WORK INSTRUCTIONS:
1 - In the perf_event_open man-page patch, what caused the perf_event mmap page rdpmc/time setting to be broken?
2 - Continue the perf_event_open man-page patch from the point where it stops.
##### PASSAGE SHOWN #####
From: "Michael Kerrisk (man-pages)" <mtk.manpages-Re5JQEeQqe8AvxtiuMwx3w@public.gmane.org>
To: Vince Weaver <vincent.weaver-e7X0jjDqjFGHXe+LvDLADg@public.gmane.org>
Cc: mtk.manpages-Re5JQEeQqe8AvxtiuMwx3w@public.gmane.org,
linux-man-u79uwXL29TY76Z2rM5mHXA@public.gmane.org
Subject: Re: [PATCH 4/4] perf_event_open.2 Linux 3.12 rdpmc/mmap
Date: Fri, 08 Nov 2013 06:14:48 +1300 [thread overview]
Message-ID: <527BCA88.90107@gmail.com> (raw)
In-Reply-To: <alpine.DEB.2.10.1311061332040.26649-6xBS8L8d439fDsnSvq7Uq4Se7xf15W0s1dQoKJhdanU@public.gmane.org>
On 11/07/13 07:34, Vince Weaver wrote:
>
> It turns out that the perf_event mmap page rdpmc/time setting was
> broken, dating back to the introduction of the feature. Due
> to a mistake with a bitfield, two different values mapped to
> the same feature bit.
>
> A new somewhat backwards compatible interface was introduced
> in Linux 3.12. A much longer report on the issue can be found
> here:
> https://lwn.net/Articles/567894/
>
> Signed-off-by: Vince Weaver <vincent.weaver-e7X0jjDqjFGHXe+LvDLADg@public.gmane.org>
Thanks, Vince. Applied.
Cheers,
Michael
> diff --git a/man2/perf_event_open.2 b/man2/perf_event_open.2
> index 4ff9690..a443b6e 100644
> --- a/man2/perf_event_open.2
> +++ b/man2/perf_event_open.2
> @@ -1142,8 +1196,13 @@ struct perf_event_mmap_page {
> __u64 time_running; /* time event on CPU */
> union {
> __u64 capabilities;
> - __u64 cap_usr_time : 1,
> - cap_usr_rdpmc : 1,
> + struct {
> + __u64 cap_usr_time / cap_usr_rdpmc / cap_bit0 : 1,
> + cap_bit0_is_deprecated : 1,
> + cap_user_rdpmc : 1,
> + cap_user_time : 1,
> + cap_user_time_zero : 1,
> + };
> };
> __u16 pmc_width;
> __u16 time_shift;
> @@ -1173,8 +1232,9 @@ A seqlock for synchronization.
##### DATASET #####
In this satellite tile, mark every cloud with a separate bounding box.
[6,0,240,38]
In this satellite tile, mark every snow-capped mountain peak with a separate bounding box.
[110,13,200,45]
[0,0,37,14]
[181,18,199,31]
#####
EXPECTED RESPONSES:
1 - A mistake with a bitfield caused two different values to map to the same feature bit. The problem dates back to when the feature was first introduced.

2 -
> A unique hardware counter identifier.
> .TP
> .I offset
> -.\" FIXME clarify
> -Add this to hardware counter value??
> +When using rdpmc for reads this offset value
> +must be added to the one returned by rdpmc to get
> +the current total event count.
> .TP
> .I time_enabled
> Time the event was active.
> @@ -1182,10 +1242,45 @@ Time the event was active.
> .I time_running
> Time the event was running.
> .TP
> +.IR cap_usr_time " / " cap_usr_rdpmc " / " cap_bit0 " (Since Linux 3.4)"
> +There was a bug in the definition of
> .I cap_usr_time
> -User time capability.
> +and
> +.I cap_usr_rdpmc
> +from Linux 3.4 until Linux 3.11.
> +Both bits were defined to point to the same location, so it was
> +impossible to know if
> +.I cap_usr_time
> +or
> +.I cap_usr_rdpmc
> +were actually set.
> +
> +Starting with 3.12 these are renamed to
> +.I cap_bit0
> +and you should use the new
> +.I cap_user_time
> +and
> +.I cap_user_rdpmc
> +fields instead.
> +
> .TP
> +.IR cap_bit0_is_deprecated " (Since Linux 3.12)"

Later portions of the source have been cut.